### PROVIDED TEXT:
=-=-=-=-=
We have been unschooling for 8 years (children are 14, 11 & 2) and we have never limited tv, even before that.  Even our 2 1/2 year old has free access to TV, Netflix, Amazon Prime, videos, on TV, an IPOD and on a Kindle Fire HD.  Even she doesn't only watch TV, she does a ton of interesting things all the time.  She also prefers sweeter, more age-appropriate (in my humble opinion) shows like Daniel Lion (PBS), Caillou, Dora, Diego, SuperWhy and Sesame Street, plus Pingu the Penguin on Netflix.  Yet, she doesn't want to watch shows all the time at all, just sometimes, here and there (though she does has occasional Caillou marathons and often retells entire episodes to me days after she saw them).  She has a ton of other interests and love to play, run around, draw, build things with blocks, duplo, etc.  Many mornings, she wakes up and says, "Are we going to a museum today?" and if I answer yes, she excitedly cries, "Yay!!!!!"  (we go to a lot of different museums and museum events, because my kids all love them)  My 14 and 11 year olds both like to watch certain things (shows like Man Vs Wild, Kitchen Nightmares, Myth Busters, travel documentaries, Dr Who, plus some popular Nickelodeon shows) but since mostly they like to watch series and it's easier on Netflix and the like, they just watch them when they have time.  We are an active unschooling family, always on the go to clubs and get-togethers, field trips with our homeschool group and beach, park, pool and sports clubs and events, and TV never interferes with that.  Since we don't limit it, it's not that important, because they know they can always come back to it.  

post #33 of 71

We don't formally limit it, as in have rules about x number of hours per day or after a certain time only. Instead we talk about making sure any one thing in our lives doesn't fill up so much of our time we don't have time for other interests and our responsibilities. And we try to keep our lives interesting enough that there's lots of other stuff going on that screen time is naturally limited. But we have a lot of hours in the day and though we are out a lot, it still leaves a lot of possible hours.

 

My 9yo isn't interested in the TV, but loves the Wii and uses the computer a bit. My 2.5yo watches Netflix shows and his bro on the Wii.

 

With the 9yo, we have definitely had times when screen use has been very high and I've questioned our approach. But then we have times when it's very low and mostly it does seem to balance out. Mostly. I think. Heh. I will remind him of other things he needs to do or said he wants to do when he's been on the Wii for a long time, and I will at some point say 'that's enough'. I also don't like him being on the Wii too much with his little bro around, so I ask him to play mostly during nap times or after bro is in bed (though he still *does* play at other times too, just not the majority).

 

With the 2.5yo, I don't like him watching a lot of Netflix. I use it for showering in the morning and if I need to distract him while making dinner etc and I can't sucker the 9yo into helping. :) He generally shuts off the TV when a 20 or 30 minute program is over and goes find something else to do, though he will sometimes ask for more and I generally agree unless it's not convenient (e.g. we are going out). If he starts asking for it more often then I will probably just suggest to him we do something together and see how that goes.
=-=-=-=-=
### DATA PROVIDED:
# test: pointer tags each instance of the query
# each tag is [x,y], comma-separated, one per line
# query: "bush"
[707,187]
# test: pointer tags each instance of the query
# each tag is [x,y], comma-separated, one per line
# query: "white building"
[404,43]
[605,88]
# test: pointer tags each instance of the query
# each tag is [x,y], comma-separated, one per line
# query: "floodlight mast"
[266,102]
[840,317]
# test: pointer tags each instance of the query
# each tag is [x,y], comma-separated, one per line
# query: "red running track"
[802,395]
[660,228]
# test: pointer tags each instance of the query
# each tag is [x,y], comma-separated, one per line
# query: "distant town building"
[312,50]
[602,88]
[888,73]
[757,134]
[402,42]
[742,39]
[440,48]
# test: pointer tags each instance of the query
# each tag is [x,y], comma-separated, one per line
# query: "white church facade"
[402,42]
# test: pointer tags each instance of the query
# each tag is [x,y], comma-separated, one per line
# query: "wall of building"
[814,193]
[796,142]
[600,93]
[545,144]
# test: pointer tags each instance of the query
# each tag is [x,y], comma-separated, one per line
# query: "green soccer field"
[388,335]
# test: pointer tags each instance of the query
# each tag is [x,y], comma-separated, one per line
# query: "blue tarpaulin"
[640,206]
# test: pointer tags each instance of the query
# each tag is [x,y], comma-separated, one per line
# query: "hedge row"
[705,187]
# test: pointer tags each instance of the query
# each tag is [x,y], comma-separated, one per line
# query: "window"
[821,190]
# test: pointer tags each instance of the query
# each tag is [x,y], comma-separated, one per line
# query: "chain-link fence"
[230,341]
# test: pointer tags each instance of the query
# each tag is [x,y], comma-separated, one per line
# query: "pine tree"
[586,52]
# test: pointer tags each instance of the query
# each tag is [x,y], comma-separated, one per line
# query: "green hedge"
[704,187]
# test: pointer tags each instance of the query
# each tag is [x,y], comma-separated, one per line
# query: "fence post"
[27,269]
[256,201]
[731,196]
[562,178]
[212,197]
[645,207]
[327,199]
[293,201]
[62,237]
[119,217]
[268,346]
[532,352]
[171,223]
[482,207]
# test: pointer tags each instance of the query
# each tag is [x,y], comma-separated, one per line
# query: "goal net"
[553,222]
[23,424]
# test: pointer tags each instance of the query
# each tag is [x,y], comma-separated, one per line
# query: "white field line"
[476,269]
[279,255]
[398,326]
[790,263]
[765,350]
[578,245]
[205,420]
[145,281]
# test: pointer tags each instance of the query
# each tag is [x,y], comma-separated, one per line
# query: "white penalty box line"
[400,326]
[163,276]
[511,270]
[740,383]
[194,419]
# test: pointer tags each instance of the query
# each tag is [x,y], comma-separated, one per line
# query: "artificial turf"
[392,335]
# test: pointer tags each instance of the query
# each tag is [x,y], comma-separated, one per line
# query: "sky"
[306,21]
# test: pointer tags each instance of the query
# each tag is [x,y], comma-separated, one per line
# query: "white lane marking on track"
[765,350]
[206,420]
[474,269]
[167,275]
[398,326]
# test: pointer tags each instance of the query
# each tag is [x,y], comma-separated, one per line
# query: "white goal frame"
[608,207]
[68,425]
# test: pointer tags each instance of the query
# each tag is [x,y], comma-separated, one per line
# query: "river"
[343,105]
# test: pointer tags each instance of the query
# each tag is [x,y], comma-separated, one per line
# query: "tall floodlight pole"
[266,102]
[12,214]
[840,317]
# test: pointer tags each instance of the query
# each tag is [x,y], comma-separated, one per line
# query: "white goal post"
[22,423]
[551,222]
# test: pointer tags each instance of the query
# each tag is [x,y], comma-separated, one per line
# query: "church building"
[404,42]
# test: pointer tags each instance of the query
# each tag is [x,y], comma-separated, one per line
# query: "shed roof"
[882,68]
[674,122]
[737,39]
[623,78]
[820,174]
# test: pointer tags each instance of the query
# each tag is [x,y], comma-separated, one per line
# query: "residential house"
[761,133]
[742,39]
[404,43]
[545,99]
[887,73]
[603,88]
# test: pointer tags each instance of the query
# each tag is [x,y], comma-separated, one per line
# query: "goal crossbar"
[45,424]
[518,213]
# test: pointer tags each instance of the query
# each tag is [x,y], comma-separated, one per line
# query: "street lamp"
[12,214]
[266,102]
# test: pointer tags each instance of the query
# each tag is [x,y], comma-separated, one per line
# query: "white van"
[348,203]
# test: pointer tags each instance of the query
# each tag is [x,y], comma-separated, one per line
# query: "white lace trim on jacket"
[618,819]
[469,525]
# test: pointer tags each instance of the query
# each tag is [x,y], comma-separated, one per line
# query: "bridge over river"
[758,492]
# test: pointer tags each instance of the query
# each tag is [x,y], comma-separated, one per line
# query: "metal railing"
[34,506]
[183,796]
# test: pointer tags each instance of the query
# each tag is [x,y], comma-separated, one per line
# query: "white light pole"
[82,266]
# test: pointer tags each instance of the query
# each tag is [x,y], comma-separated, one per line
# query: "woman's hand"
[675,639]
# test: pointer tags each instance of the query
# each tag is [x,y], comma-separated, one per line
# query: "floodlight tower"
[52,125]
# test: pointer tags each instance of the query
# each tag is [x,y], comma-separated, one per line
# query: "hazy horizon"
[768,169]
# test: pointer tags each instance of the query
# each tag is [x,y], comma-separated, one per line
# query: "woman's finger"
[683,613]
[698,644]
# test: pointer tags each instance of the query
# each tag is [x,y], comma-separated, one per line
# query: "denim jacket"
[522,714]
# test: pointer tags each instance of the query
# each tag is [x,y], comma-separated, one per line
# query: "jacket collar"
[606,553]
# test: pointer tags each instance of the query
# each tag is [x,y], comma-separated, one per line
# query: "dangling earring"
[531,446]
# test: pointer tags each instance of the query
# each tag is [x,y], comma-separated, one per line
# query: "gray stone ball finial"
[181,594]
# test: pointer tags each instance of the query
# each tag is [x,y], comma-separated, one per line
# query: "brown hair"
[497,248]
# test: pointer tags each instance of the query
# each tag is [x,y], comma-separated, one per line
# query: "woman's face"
=-=-=-=-=
### INSTRUCTIONS FOR THE TASK:
Please pull out the stretch of the screen-time discussion from "post #33 of" through "of possible hours.", word for word.

### TASK OUTPUT:
post #33 of 71

We don't formally limit it, as in have rules about x number of hours per day or after a certain time only. Instead we talk about making sure any one thing in our lives doesn't fill up so much of our time we don't have time for other interests and our responsibilities. And we try to keep our lives interesting enough that there's lots of other stuff going on that screen time is naturally limited. But we have a lot of hours in the day and though we are out a lot, it still leaves a lot of possible hours.